Your goal: Which lines below fall between the one containing "# annotate each instance of the side step" and the one containing "# annotate each instance of the running"? Repeat them exactly, counting both of those lines, and add nothing else.

>>

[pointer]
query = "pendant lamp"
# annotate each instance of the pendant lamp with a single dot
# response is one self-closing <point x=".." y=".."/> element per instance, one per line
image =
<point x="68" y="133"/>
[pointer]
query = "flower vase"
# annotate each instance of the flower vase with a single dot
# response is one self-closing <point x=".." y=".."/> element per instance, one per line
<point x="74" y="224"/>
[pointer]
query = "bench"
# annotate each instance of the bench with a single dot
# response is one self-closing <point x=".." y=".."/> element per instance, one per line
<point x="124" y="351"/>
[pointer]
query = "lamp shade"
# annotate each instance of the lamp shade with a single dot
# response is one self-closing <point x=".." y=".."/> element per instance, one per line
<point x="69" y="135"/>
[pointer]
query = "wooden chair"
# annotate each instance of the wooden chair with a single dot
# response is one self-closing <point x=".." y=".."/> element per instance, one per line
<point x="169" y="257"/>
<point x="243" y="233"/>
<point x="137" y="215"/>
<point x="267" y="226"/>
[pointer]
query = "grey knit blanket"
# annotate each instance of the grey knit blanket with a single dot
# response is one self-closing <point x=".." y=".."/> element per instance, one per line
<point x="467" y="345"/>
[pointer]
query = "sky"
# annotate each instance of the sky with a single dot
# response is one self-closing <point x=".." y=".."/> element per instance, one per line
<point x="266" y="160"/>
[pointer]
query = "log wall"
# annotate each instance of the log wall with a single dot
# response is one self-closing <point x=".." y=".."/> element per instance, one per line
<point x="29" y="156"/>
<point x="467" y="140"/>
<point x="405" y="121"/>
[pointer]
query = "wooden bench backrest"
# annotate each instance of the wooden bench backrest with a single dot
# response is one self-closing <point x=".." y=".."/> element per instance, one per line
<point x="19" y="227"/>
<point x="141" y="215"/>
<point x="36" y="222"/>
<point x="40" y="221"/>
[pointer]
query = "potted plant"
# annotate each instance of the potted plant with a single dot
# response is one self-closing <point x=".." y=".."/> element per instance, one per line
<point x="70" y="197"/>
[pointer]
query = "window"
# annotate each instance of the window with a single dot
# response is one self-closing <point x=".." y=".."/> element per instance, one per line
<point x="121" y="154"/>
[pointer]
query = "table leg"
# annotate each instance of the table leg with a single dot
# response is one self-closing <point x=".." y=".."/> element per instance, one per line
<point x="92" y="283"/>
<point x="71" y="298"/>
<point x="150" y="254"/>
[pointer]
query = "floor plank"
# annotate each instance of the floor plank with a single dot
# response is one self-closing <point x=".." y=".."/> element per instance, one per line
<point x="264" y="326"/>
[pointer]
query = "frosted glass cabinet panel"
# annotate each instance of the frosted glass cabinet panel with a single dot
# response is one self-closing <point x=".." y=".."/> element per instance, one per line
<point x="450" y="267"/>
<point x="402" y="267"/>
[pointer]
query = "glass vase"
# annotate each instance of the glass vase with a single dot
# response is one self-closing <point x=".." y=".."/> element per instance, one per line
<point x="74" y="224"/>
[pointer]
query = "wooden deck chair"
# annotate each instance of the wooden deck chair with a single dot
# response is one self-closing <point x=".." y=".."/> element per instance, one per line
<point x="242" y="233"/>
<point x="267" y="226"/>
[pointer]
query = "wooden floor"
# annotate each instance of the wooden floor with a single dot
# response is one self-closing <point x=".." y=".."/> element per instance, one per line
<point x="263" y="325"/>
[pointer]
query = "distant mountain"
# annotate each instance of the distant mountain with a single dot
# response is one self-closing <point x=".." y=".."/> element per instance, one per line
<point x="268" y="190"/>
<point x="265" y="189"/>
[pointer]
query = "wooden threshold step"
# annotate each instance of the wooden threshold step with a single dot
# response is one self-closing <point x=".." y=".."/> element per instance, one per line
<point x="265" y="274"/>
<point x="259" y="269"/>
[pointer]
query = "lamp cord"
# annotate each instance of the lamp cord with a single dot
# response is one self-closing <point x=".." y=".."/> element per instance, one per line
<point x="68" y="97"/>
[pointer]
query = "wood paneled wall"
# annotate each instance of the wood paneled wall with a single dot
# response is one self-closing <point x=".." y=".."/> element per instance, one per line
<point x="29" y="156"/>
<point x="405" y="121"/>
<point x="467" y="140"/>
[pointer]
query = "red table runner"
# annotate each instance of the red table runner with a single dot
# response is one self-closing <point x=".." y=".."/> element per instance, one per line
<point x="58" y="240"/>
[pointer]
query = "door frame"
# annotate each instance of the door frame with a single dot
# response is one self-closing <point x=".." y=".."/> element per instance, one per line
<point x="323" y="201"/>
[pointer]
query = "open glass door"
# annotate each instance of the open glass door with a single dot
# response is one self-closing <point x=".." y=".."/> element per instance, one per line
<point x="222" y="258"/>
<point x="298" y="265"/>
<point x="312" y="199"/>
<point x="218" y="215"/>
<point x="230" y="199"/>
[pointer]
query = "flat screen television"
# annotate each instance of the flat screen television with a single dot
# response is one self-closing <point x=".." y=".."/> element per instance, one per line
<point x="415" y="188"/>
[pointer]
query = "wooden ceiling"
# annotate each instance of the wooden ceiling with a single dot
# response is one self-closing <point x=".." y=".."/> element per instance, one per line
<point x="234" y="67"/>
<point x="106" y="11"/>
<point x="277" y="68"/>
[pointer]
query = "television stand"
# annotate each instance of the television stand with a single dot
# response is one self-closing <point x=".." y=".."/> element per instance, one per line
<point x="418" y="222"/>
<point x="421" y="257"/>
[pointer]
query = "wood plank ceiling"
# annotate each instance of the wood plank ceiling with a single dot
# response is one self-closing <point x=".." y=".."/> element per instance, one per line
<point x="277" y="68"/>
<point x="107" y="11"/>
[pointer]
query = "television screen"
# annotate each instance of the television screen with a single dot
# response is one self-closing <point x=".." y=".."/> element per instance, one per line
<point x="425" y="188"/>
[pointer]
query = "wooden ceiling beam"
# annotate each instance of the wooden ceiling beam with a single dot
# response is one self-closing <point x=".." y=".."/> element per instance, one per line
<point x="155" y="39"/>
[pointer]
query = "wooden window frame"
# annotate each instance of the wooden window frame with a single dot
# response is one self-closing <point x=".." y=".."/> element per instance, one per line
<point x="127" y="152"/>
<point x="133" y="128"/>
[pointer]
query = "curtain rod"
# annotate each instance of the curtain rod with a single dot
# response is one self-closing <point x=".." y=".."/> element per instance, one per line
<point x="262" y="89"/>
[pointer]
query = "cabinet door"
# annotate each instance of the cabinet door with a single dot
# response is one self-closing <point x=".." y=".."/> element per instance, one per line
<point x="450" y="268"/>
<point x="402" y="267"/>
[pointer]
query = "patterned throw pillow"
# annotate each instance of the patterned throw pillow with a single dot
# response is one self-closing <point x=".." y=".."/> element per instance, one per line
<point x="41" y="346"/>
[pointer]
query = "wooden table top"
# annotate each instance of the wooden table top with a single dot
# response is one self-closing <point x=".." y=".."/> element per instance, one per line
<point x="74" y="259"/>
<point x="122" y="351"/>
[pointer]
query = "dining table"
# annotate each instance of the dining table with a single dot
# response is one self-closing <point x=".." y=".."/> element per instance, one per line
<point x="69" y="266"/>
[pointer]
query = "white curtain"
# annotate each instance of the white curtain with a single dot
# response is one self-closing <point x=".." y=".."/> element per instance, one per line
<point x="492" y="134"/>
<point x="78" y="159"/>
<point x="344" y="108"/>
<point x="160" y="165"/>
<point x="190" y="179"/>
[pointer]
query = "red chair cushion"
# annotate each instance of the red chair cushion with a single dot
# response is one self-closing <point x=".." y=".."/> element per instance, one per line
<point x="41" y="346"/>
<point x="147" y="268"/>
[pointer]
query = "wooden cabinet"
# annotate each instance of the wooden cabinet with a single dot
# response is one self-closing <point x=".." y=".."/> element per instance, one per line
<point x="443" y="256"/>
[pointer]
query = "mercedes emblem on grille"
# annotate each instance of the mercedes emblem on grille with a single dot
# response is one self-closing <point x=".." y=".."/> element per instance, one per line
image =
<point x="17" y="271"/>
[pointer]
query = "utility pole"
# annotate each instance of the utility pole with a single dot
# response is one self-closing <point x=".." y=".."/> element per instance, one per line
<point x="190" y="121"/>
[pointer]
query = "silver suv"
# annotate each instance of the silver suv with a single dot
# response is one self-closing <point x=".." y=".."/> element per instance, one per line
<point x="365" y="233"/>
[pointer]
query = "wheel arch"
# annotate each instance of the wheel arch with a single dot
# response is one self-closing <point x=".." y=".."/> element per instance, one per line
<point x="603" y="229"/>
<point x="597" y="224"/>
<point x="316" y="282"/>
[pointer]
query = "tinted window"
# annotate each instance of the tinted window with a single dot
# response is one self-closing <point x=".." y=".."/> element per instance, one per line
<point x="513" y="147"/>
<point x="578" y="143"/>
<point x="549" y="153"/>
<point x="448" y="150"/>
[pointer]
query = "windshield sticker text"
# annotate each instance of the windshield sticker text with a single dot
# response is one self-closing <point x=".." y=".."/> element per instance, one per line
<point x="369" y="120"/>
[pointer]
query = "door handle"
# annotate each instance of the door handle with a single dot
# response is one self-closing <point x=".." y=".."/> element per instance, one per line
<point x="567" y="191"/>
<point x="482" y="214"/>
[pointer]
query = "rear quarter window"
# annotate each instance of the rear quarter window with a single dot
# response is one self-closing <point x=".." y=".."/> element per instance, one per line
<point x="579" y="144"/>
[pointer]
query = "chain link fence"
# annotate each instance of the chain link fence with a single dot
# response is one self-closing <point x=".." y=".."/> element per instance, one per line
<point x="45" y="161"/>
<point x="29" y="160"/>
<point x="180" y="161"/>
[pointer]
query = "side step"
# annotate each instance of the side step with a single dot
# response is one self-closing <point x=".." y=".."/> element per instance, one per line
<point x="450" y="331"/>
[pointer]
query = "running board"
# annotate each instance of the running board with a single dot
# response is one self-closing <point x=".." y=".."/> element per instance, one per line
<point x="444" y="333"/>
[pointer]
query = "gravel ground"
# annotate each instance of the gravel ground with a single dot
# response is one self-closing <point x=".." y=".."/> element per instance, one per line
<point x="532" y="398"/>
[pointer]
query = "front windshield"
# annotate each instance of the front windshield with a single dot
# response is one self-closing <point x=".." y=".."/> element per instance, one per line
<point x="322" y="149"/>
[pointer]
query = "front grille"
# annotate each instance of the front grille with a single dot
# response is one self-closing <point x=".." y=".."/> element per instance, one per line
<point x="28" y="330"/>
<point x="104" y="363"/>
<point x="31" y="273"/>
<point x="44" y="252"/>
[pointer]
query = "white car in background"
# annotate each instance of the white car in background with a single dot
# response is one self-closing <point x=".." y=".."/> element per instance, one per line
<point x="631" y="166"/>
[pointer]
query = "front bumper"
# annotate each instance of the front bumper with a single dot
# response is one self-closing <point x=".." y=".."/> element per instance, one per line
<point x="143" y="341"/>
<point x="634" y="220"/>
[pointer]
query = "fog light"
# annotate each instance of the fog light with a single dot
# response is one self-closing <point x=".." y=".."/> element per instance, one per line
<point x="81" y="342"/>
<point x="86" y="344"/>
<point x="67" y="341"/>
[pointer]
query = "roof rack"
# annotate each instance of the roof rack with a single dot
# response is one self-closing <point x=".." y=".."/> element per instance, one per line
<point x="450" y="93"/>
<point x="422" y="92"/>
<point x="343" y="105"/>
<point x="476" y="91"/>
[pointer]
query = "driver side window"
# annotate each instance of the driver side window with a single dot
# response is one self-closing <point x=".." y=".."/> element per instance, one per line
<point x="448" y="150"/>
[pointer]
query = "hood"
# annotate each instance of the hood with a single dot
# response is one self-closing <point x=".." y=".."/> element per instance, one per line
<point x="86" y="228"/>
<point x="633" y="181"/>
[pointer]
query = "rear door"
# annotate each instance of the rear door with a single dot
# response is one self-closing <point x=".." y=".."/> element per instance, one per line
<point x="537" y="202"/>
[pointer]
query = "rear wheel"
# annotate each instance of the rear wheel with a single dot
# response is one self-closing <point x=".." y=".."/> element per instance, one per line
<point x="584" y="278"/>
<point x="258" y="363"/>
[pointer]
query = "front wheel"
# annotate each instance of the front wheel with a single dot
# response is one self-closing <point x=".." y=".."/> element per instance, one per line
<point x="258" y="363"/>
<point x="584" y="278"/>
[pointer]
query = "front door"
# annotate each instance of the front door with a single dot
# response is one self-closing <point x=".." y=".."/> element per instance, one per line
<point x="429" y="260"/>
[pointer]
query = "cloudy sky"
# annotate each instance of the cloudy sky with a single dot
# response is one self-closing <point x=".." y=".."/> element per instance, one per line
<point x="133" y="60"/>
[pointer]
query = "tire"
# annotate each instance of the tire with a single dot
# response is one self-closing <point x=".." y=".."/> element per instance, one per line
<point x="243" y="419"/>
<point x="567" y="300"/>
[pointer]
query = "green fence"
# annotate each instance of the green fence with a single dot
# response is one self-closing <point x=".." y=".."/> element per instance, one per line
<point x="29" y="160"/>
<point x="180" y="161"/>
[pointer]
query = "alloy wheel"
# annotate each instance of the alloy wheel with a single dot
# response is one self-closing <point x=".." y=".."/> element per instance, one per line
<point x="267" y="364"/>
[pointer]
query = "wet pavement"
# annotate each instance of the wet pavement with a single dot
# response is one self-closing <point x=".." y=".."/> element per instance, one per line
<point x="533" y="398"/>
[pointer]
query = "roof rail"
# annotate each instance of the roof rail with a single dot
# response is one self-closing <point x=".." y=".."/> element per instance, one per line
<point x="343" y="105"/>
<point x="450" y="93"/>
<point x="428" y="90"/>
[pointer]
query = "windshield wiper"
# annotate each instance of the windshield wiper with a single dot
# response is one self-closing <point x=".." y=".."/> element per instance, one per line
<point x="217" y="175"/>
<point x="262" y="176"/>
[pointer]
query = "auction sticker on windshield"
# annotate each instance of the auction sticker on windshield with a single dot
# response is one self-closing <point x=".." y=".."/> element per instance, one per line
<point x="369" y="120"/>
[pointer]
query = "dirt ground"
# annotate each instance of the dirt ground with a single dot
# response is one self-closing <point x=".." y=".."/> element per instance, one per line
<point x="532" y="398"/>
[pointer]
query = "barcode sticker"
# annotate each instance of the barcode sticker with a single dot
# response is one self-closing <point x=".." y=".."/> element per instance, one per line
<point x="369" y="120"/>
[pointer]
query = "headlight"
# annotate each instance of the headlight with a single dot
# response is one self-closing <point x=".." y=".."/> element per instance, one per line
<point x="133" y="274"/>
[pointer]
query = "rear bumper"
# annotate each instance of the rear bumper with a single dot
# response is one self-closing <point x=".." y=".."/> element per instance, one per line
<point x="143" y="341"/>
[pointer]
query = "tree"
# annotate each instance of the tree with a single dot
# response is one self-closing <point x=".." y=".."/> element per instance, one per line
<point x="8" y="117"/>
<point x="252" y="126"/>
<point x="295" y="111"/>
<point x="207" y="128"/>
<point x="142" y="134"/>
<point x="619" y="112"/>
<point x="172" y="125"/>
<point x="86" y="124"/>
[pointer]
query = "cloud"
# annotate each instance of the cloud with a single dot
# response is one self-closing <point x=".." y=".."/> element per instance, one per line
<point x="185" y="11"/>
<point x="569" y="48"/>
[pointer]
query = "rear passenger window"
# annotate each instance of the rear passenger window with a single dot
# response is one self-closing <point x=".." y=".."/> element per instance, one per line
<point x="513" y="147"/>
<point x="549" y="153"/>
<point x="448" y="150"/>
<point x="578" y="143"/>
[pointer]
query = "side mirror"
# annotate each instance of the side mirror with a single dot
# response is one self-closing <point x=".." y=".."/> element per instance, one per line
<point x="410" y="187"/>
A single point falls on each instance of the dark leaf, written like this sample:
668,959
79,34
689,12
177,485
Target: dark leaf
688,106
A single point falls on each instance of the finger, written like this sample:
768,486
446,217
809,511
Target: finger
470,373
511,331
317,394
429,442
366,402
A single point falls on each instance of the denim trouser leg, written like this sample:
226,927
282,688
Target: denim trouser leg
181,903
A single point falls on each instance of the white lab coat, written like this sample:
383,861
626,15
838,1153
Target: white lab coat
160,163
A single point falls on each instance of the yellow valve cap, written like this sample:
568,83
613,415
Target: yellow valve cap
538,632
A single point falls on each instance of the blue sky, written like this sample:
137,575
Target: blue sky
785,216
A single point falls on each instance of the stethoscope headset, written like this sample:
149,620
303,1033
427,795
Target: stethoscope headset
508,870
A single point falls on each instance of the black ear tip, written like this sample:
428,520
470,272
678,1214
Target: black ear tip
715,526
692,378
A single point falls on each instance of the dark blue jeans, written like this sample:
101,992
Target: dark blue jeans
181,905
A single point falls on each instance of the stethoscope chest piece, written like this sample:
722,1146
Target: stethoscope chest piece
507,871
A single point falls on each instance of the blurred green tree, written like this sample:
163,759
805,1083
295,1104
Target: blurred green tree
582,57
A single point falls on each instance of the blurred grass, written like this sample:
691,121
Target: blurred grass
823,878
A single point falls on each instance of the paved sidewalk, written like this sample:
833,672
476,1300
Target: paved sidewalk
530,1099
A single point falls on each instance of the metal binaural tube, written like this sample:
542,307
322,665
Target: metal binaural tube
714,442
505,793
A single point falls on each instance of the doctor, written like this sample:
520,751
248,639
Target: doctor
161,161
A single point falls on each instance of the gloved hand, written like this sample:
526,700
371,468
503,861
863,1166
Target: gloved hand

<<

Expected output:
# annotate each instance of the side step with a single dot
# response is one self-closing <point x=".." y=".."/> element per instance, one per line
<point x="450" y="331"/>
[pointer]
query = "running board"
# annotate each instance of the running board with a single dot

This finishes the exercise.